Document excerpt:
As the emergence of Covid-19 has gradually but surely changed the very ways we live, infection control has become global society’s top priority. In turn, hand hygiene, including hand washing and drying and washroom cleanliness, have become more relevant than ever—and hand dryers are a good, clean part of it.
Experts from the World Health Organisation (WHO) state that proper hand hygiene is the best defence against the spread of germs,including coronavirus. Specifically, the WHO recommends that everyone “frequently clean [their] hands…” and “dry [them] thoroughly by using paper towels or a warm air dryer.”
When it comes to germs, hand washing is only half of the hand hygiene equation. Hand drying is equally, if not more important, and choosing a no-touch hand dryer as a solution not only follows health organisation guidance - it creates a tidy washroom environment, giving visitors peace of mind.
A comparison
While both hand dryers and paper towels are recognised as safe, effective and hygienic ways to dry hands, paper towels come with their own challenges:
• Limited supply - as we saw during the pandemic, paper products can run out, and paper towels are no exception. If unavailable, hands cannot be dried at all - and wet hands have been shown to be 1,000 times more likely to transfer germs than dry hands.
• Hygiene - paper towels can be left in damp piles on countertops, across the floor, spilling out of waste bins and clogging up toilets. These messes provide breeding grounds for dangerous bacteria at a time when hygiene is a matter of life and death. One independent study showed 17 species of bacteria on unused, recycled paper towels, including Bacillus, which can cause food poisoning.
• Source - paper towels come from trees, a threat against the increasingly important need for environmentally sustainable practices.
• Transportation - fuel-consuming, carbon-emitting delivery trucks are required to transport timber to mills and finished product to businesses; paper waste must also be transported from facilities, to landfills.

What the task requires:
Continue the text on hand dryers and paper towels, starting after its last sentence. You can ignore the records entirely.

Dataset content:
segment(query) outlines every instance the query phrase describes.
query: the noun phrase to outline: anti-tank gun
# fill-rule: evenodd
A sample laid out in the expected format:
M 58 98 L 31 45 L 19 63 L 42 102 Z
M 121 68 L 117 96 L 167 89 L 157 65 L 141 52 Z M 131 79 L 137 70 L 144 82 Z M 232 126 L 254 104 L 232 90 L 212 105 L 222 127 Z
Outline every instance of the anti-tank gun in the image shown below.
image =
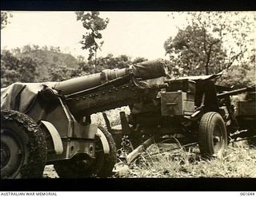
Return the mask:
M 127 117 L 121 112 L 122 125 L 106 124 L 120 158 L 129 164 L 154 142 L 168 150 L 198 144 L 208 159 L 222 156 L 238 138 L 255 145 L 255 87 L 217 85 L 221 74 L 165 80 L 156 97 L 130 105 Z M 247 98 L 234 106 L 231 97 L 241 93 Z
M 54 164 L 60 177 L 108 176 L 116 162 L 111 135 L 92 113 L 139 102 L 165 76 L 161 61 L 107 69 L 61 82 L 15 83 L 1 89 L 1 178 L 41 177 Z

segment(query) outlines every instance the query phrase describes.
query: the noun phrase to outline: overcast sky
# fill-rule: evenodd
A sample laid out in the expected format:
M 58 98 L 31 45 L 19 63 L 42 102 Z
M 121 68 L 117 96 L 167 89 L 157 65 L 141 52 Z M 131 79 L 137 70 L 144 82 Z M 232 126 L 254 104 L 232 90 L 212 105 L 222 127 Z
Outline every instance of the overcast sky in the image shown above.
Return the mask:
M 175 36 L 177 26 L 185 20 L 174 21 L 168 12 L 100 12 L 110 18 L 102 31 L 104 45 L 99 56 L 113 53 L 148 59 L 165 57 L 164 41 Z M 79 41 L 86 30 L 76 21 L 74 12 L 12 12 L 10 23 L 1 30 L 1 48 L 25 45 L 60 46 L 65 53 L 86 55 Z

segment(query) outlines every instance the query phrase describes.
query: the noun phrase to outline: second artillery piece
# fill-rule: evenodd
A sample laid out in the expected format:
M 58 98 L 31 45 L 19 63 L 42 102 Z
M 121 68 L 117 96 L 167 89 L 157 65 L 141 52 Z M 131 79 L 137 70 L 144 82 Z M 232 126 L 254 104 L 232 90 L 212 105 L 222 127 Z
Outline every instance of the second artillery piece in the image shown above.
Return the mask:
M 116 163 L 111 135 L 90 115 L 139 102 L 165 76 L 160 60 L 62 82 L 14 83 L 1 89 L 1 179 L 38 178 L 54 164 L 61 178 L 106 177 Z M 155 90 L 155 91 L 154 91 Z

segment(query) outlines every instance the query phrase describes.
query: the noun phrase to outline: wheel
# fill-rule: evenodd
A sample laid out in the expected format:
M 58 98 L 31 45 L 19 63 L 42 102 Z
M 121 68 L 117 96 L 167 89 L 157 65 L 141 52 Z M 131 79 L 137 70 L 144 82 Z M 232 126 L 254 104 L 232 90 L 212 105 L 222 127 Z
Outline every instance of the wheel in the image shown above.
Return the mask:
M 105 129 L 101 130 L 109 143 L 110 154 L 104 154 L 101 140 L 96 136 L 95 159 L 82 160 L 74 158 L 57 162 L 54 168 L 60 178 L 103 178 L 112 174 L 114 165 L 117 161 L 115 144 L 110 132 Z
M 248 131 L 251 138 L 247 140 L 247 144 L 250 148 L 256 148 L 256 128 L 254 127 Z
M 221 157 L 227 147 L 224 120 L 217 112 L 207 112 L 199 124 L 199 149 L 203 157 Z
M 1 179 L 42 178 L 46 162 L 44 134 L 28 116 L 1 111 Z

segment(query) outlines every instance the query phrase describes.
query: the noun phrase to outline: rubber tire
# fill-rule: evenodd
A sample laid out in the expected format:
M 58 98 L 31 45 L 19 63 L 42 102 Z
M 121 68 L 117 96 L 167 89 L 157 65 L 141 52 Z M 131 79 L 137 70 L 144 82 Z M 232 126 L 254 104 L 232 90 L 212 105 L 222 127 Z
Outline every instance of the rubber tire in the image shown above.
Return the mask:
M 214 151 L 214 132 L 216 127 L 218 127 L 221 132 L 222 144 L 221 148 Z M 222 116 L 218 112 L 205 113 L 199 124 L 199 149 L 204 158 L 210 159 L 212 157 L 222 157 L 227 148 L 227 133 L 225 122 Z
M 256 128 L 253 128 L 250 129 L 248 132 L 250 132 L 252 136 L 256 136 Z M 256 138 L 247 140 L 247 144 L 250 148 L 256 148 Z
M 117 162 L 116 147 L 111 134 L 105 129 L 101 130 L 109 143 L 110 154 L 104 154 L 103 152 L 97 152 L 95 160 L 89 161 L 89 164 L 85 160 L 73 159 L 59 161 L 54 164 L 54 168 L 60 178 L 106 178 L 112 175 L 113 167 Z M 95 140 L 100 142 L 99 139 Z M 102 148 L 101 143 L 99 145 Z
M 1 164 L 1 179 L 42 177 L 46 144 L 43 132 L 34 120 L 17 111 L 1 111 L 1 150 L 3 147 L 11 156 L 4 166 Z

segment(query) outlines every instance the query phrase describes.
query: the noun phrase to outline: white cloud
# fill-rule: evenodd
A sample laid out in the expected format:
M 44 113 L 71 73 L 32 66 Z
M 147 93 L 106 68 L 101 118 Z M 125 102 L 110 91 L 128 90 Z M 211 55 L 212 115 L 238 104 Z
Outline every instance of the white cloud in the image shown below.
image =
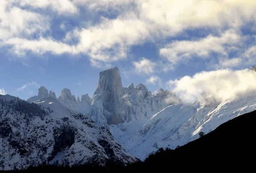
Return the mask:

Answer to this exercise:
• Production - paper is produced through chemical or mechanical pulping, which is another stress on the environment. One ton of virgin paper pollutes 7,000 gallons of water in production.
• Maintenance: - paper towels require labour hours to restock, clean and discard.
• Life cycle - a used paper towel - even if 100 per cent recycled - has only one ultimate destination: the landfill.
Hand dryers offer these benefits:
• Hygiene - hand dryers eliminate the mess of paper towels. Hands-free, no-touch sensors reduce the number of washroom touchpoints.
• Sustainability - compared to paper towels many hand dryers provide up to a 75 per cent reduction in carbon footprint.
• Cost - hand dryers can offer significant cost savings versus paper towels.
• Labour - warm air dryers eliminate the maintenance and waste of paper towels.
Correcting the myths
Myth 1: “Paper towels are a ‘greener’ option than hand dryers.” Sustainability is a major area of concerns regarding hand dryers. A Life Cycle Assessment (LCA) Study conducted by Quantis, an international life cycle assessment research firm, disproved the notion paper towels are better than the environment than certain energy-efficient dryers. It concluded that using high-efficiency dryers can reduce the carbon footprint of hand drying by 50-75 per cent.
Considering the processes required in their ongoing manufacture and disposal, paper towels are not necessarily the highly sustainable option many believe them to be.
Myth 2: “Paper towels are more cost effective.” Converting from paper towels to the more energy-efficient hand dryers now available actually represents a 95 per cent cost saving, and the typical payback period can be less than a year.
These proven statistics easily stand to reason. The dryer is a one-time purchase: once installed, it requires significantly less attention than paper towel dispensers, saving money on labour and maintenance. And in contrast to paper towels, which are purchased by the case, the energy costs of using a hand dryer amount to pennies per day.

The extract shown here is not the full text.